» **Work item**: From the entries below, pull out each line where "rucksack" appears.

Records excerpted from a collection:
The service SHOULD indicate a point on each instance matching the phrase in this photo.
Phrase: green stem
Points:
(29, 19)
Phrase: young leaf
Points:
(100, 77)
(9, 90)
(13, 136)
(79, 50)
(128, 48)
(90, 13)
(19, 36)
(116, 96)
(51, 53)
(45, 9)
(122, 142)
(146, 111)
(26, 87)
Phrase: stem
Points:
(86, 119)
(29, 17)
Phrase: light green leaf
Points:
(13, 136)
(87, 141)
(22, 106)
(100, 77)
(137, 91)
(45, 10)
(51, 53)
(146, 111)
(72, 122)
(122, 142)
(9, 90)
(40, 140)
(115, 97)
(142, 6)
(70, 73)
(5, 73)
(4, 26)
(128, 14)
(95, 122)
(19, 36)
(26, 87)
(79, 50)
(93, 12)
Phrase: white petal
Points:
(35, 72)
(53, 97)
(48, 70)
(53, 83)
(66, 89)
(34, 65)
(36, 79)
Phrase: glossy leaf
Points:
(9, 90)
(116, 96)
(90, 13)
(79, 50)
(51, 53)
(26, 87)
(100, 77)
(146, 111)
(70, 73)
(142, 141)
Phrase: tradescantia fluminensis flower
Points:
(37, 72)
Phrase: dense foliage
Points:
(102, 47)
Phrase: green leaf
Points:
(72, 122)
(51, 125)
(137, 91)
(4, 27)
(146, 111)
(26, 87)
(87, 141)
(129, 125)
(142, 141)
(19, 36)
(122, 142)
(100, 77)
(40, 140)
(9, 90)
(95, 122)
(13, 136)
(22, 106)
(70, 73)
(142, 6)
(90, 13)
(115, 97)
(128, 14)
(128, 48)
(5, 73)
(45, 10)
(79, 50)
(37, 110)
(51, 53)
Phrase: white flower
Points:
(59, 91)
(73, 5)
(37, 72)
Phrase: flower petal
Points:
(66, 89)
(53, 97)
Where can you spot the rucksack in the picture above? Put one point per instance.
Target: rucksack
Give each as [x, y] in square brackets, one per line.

» **The completed task**:
Where can you spot the rucksack in the picture above? Put one point per instance.
Target: rucksack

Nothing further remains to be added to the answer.